▶ _GIVEN TEXT_
+-------+

Update README.md

Author: AntonOresten

README.md

@@ -7,7 +7,7 @@
 
 Einops.jl is a Julia implementation of the [einops](https://einops.rocks) Python package, providing an elegant and intuitive notation for tensor operations. Einops offers a unified way to perform Julia's `reshape` and `permutedims`, with plans for also implementing `reduce` and `repeat`.
 
-The Python implementation uses strings to specify the operation, but in Julia, that would be tricky to compile, so for parity a string macro `@einops_str` is exported, e.g. `einops"a 1 b c -> (c b) a"`, which expands to the form `(:a, 1, :b, :c,) --> ((:c, :b), :a)` where `-->` is an operator that creates an `Einops.Pattern{(:a, 1, :b, :c), ((:c, :b), :a)}`, allowing for compile-time awareness of dimensionalities and permutations—this is not yet taken advantage of, since the tuple types are sufficient for at least ensuring type stability (see [Roadmap](#Roadmap)).

+-------+

▶ _WHAT THE EXERCISE ASKS_
Answer these from the Einops.jl README update:
1. Who is listed as the author of the update?
2. Which two Julia operations does Einops offer a unified way to perform?
3. What string macro is exported for parity with the Python version?

(Bounding-box rows)
+-------+

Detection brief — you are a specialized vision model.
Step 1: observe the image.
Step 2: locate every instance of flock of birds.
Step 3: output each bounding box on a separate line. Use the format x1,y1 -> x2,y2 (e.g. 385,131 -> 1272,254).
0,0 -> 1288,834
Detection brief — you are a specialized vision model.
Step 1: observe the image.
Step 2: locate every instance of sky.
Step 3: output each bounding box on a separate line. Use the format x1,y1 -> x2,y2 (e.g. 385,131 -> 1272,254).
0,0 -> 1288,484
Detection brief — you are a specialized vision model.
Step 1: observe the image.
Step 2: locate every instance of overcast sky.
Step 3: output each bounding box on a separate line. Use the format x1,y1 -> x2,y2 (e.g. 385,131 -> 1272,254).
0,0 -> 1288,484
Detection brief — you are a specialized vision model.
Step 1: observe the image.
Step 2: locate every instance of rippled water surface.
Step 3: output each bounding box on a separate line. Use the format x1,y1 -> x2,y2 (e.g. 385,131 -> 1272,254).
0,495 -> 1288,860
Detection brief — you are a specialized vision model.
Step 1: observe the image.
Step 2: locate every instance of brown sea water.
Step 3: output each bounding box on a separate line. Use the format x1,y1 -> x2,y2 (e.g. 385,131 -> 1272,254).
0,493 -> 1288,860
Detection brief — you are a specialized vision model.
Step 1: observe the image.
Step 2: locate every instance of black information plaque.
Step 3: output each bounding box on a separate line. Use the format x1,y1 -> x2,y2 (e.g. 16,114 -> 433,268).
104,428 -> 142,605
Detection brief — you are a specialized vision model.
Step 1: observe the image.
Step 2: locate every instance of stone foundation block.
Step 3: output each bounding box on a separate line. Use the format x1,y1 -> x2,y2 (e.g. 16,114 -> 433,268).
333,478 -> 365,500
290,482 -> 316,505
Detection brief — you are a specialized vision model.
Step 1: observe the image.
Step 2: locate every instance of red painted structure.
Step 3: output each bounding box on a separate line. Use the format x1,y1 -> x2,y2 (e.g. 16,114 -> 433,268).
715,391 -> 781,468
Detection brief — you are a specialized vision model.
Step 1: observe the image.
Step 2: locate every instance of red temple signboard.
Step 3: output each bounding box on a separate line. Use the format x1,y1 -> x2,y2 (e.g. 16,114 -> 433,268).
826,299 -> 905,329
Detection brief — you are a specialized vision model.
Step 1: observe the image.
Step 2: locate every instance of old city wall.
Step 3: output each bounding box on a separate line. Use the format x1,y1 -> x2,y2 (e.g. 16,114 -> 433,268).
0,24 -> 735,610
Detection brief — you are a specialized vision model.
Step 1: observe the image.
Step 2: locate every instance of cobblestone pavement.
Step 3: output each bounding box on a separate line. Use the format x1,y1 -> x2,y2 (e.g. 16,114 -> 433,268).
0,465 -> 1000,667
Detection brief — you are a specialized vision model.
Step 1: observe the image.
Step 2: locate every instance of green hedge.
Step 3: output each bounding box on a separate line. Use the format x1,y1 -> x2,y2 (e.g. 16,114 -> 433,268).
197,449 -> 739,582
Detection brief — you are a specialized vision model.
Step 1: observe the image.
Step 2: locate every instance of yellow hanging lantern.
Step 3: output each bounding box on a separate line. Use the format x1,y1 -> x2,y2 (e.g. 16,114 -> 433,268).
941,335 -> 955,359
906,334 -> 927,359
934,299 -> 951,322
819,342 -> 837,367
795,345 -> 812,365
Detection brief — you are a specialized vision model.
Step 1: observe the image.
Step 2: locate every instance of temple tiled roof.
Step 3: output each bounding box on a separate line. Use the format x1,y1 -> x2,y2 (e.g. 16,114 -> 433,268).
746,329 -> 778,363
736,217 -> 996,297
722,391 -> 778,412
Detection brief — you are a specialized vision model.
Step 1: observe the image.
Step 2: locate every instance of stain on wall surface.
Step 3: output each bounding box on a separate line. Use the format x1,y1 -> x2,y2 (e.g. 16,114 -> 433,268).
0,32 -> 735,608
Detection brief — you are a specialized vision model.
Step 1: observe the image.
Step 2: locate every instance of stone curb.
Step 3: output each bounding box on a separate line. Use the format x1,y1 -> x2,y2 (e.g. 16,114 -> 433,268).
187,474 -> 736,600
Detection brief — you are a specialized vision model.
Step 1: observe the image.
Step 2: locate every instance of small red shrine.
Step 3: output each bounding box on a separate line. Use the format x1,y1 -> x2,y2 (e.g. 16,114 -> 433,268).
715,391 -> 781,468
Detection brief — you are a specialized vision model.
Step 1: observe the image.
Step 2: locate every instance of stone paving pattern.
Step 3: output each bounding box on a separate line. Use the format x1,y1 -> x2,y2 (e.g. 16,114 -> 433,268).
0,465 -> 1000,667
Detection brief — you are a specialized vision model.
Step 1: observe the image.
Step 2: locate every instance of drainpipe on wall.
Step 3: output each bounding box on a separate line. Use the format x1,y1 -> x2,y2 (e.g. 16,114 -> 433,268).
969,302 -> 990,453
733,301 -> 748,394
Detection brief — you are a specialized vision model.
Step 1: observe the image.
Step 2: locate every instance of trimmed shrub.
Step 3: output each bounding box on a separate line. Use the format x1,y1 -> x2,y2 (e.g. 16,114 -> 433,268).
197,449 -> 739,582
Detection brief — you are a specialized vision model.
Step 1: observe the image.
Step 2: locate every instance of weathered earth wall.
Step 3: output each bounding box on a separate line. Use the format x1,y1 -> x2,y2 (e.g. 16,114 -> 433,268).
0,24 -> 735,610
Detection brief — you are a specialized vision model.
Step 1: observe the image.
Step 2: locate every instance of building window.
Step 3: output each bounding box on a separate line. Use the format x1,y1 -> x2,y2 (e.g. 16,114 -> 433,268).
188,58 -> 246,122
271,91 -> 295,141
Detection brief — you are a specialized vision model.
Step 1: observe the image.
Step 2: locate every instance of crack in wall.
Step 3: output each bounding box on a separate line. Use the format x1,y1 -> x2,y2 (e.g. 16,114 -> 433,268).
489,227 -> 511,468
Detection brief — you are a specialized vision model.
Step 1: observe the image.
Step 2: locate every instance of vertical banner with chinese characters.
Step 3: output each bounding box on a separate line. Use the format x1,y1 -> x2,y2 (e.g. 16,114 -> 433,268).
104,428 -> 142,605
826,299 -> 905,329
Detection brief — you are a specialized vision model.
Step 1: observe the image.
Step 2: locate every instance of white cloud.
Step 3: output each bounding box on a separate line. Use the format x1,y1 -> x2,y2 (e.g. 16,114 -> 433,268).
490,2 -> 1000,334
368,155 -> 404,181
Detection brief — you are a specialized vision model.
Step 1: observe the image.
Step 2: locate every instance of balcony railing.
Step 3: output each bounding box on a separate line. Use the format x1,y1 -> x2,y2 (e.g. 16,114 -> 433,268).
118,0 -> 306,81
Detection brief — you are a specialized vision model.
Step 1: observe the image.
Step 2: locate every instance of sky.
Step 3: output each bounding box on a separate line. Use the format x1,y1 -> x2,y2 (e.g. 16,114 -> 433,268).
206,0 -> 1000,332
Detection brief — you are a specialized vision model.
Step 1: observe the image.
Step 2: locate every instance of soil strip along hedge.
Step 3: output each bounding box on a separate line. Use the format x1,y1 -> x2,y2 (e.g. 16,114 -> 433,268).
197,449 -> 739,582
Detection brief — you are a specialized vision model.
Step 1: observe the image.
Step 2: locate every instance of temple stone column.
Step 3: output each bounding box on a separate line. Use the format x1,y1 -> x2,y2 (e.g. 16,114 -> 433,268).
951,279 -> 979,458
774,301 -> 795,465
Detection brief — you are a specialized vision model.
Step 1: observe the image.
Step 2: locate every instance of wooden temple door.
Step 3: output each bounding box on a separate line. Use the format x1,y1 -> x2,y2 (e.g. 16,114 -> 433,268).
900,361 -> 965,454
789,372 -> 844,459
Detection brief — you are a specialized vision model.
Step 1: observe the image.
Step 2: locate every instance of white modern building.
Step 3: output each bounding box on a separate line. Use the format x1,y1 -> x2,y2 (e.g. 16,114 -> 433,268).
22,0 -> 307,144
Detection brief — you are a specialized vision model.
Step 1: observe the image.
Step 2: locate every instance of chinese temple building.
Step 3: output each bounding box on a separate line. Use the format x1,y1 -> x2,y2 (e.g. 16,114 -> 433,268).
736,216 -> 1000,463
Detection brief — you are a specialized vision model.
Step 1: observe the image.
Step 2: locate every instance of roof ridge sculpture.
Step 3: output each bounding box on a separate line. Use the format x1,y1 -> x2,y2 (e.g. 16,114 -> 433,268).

+-------+

▶ _OUTPUT OF THE TASK_
1. AntonOresten
2. `reshape` and `permutedims`
3. `@einops_str`